● **About this task**
Output every line of the data exactly as it appears.

● **Records for the exercise**
● ● ● ● ●
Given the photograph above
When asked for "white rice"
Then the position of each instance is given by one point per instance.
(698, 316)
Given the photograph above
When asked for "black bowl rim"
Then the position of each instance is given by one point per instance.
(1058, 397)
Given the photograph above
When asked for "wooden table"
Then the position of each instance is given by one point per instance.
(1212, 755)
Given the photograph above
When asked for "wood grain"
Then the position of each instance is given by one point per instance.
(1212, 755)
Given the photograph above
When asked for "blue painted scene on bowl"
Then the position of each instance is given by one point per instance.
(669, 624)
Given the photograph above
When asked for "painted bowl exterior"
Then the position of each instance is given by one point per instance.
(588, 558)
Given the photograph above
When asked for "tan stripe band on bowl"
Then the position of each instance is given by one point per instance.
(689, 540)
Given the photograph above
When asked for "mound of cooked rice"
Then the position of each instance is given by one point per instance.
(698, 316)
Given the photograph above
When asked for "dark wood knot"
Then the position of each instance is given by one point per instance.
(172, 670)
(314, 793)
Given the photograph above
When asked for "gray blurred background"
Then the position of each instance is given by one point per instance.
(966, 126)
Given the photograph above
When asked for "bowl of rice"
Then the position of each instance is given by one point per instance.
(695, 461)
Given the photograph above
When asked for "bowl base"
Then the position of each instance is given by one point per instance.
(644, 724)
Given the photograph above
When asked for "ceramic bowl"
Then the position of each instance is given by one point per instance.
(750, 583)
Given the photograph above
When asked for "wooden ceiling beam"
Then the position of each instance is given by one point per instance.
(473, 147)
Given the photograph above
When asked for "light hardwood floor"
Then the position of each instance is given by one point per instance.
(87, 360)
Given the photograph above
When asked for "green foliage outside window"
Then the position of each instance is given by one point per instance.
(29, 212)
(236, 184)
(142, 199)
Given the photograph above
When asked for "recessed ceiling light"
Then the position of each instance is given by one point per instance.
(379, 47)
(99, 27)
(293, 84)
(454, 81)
● ● ● ● ●
● **Completed task**
Given the photograph above
When asked for "white rice"
Then the position of each instance is given by one point per instance.
(698, 316)
Given the photograph above
When asked for "black bowl rim"
Then the position of each instance is given by one point per instance.
(1058, 397)
Given the photograph above
When asked for "wooden table"
Then the position of each instance is given by one point per instance.
(1212, 755)
Given the photograph above
When asked for "wood grain"
Then the position of each instance is given by one point per instance.
(1212, 755)
Given the photograph above
When asked for "blue painted scene on bowl"
Then the position of each instance is given by one point per instance.
(669, 624)
Given the photograph above
When asked for "painted bowl exterior"
Then the position of each instance is given by one point per instance.
(588, 558)
Given the photograph above
When asked for "tan stripe band on bowl"
Then the position of each instance is given by one point per instance.
(689, 540)
Given the photograph above
When asked for "mound of cooked rice"
Then the position of each instance is given by one point per instance.
(698, 316)
Given the photograph above
When asked for "dark wood knot"
Then the position of each instance is given by one point per instance.
(172, 670)
(314, 793)
Given the photograph above
When asked for "gray blurred background"
Then the position of each instance is given by one point per instance.
(966, 126)
Given the photograph above
When asked for "bowl of rice"
Then the position of each instance is given by one point per instance.
(695, 461)
Given the photograph above
When asked for "bowl base"
Then the position of each instance is given by one point per instance.
(644, 724)
Given the photograph above
When asked for "ceramic bowl"
Then the position of each instance is given by one point per instance.
(750, 583)
Given the photograph above
When asked for "wooden ceiling beam"
Then the position of each instance is given by one point per instance.
(473, 147)
Given the photograph above
When asked for "light hardwood floor"
Then the position of each instance is given by one point per instance.
(87, 360)
Given the photograph above
When asked for "green foliage outside window"
Then the position of each instance is given by one point per instance.
(29, 212)
(236, 184)
(142, 199)
Given the photograph above
When asked for "recessed ceiling light"
Then the position of each instance is given by one point per instance.
(379, 47)
(99, 27)
(293, 84)
(454, 81)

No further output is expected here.